How to complete this task. Once the records have been read, set every one down as it stands.

Data provided START

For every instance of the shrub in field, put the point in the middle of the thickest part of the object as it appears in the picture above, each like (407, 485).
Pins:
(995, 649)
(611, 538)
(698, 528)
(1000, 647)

Data provided END

Finished exercise.
For every instance of the shrub in field, put the point in the middle of the thickest part of the object as it appears in the picture above, each like (407, 485).
Pins:
(995, 649)
(611, 538)
(698, 528)
(1000, 647)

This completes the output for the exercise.